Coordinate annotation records
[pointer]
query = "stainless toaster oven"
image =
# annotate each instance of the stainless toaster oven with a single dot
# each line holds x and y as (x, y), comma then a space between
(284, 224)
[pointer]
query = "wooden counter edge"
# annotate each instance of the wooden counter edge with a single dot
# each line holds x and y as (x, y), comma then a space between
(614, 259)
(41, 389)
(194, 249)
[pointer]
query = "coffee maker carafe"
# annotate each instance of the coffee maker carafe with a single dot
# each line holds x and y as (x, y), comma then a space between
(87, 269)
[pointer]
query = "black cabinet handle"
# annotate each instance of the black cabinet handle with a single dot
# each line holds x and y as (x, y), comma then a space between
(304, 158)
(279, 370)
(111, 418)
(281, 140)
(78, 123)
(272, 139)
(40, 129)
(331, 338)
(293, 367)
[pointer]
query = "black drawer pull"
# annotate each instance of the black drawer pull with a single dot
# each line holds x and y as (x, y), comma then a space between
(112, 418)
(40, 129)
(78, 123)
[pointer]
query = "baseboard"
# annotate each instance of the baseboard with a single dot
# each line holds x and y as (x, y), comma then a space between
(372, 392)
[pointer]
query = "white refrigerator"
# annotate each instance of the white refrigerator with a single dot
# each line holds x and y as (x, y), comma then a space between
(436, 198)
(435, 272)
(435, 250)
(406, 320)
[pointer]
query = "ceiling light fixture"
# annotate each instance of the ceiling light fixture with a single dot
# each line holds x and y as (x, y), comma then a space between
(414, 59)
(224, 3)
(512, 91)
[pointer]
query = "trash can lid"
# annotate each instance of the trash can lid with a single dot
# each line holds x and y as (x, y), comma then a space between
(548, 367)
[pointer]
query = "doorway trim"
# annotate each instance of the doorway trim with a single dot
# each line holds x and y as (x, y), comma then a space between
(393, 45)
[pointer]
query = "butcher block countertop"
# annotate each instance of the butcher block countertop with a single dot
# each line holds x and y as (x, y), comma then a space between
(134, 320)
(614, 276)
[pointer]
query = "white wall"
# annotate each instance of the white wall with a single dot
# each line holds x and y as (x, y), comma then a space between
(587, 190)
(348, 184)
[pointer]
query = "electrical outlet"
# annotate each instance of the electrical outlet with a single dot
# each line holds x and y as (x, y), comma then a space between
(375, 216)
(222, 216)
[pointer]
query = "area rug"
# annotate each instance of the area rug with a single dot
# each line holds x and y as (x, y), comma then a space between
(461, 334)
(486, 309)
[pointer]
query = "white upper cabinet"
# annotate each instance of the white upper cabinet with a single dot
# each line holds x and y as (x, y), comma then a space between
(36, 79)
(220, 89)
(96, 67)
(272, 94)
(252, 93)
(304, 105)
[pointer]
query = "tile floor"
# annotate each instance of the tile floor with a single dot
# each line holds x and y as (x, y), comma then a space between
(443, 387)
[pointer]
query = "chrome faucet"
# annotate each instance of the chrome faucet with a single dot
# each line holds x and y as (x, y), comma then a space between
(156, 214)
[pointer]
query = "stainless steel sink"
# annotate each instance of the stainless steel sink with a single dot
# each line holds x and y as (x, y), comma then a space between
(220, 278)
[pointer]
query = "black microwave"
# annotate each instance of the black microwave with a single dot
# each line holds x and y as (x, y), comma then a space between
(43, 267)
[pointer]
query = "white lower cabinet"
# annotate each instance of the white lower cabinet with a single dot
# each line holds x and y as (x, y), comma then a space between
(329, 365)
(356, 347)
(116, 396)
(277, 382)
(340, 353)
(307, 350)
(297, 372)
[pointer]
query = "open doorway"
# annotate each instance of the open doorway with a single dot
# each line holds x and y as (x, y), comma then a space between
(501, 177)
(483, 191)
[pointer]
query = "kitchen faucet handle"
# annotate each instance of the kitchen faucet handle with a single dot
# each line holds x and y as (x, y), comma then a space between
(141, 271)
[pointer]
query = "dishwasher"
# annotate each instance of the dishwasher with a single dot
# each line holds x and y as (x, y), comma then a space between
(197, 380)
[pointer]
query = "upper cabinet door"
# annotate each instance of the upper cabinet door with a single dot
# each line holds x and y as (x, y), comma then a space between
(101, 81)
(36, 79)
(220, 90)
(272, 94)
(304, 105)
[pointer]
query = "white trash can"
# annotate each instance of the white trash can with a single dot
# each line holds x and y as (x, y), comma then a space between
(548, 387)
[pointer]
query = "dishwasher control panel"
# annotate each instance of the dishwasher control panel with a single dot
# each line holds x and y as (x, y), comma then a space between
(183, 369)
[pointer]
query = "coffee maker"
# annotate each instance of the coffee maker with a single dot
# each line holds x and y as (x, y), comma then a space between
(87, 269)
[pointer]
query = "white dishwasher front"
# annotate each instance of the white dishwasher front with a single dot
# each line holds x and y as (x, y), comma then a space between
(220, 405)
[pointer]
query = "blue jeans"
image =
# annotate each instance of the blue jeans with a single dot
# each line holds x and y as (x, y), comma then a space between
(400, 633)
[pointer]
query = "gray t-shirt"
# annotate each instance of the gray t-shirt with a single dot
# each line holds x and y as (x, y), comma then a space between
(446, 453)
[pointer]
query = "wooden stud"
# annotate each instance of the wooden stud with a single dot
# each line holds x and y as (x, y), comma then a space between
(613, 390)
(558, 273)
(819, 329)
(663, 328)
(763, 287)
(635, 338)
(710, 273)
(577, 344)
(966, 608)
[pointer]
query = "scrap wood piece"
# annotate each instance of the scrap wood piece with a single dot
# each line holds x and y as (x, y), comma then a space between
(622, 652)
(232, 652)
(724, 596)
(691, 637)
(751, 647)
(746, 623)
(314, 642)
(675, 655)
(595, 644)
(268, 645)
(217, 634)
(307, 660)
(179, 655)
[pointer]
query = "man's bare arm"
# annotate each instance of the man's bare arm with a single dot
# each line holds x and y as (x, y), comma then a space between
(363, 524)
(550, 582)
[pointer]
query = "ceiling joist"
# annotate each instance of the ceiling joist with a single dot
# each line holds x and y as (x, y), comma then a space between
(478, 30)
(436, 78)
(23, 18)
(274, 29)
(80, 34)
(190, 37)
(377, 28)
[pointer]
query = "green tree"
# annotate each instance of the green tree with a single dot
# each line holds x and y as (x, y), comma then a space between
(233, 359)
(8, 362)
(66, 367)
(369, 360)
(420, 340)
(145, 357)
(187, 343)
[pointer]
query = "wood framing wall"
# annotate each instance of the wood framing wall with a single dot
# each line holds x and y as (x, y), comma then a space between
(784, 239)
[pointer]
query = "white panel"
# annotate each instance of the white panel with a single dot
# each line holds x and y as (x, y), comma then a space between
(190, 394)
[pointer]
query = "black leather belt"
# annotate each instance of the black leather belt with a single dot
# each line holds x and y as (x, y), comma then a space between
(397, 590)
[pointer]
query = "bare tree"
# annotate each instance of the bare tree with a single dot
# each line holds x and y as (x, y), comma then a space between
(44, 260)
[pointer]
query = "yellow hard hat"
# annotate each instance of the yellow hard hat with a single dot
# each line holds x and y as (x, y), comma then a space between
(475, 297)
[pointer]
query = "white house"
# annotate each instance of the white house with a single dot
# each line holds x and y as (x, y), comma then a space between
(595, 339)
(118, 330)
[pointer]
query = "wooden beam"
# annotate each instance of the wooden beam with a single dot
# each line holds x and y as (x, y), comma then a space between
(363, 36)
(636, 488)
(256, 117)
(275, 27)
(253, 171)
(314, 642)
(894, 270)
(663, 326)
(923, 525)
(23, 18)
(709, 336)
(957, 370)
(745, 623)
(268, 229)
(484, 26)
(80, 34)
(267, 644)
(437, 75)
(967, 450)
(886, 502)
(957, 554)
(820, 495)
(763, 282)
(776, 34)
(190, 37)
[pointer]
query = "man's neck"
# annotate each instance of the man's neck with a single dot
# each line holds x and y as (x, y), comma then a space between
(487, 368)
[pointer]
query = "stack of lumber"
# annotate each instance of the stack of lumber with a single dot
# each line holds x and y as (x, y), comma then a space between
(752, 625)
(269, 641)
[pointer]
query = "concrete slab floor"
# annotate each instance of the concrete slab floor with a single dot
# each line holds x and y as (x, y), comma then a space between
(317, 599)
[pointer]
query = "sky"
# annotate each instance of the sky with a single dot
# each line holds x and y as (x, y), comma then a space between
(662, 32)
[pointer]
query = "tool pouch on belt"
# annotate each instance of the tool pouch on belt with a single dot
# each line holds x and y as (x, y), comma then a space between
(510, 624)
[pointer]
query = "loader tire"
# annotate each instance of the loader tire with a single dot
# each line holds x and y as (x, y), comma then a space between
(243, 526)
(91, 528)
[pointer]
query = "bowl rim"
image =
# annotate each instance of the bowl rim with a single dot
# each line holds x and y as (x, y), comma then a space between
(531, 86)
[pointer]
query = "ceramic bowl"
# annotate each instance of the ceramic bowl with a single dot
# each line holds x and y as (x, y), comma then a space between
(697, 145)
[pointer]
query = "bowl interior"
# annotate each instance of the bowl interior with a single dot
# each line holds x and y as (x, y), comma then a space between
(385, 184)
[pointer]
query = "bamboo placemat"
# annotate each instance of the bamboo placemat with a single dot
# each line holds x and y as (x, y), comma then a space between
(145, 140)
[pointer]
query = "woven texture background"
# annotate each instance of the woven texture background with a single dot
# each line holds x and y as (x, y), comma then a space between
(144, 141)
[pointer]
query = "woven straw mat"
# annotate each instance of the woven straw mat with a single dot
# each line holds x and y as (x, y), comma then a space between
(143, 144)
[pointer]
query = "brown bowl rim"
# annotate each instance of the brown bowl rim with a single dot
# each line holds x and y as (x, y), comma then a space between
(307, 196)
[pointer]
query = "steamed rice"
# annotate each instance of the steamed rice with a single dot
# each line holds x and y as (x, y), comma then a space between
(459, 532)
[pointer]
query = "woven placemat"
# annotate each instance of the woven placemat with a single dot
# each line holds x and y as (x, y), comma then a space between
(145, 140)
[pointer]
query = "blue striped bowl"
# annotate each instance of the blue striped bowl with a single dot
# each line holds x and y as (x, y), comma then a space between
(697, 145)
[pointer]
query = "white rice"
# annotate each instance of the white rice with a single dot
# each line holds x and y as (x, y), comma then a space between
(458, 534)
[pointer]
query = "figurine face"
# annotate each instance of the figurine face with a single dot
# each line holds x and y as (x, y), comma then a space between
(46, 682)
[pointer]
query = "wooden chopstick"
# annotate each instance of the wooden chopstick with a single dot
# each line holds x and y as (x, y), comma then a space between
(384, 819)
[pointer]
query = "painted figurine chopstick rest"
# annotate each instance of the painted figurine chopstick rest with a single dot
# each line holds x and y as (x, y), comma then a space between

§ Exercise:
Locate each line in the listing above that contains the word "lower", and copy every such line. Case counts, so a line matches only if its capitalization is the same.

§ Reply to the task:
query = "white lower cabinet"
# annotate each instance of the white lower cabinet with a single dot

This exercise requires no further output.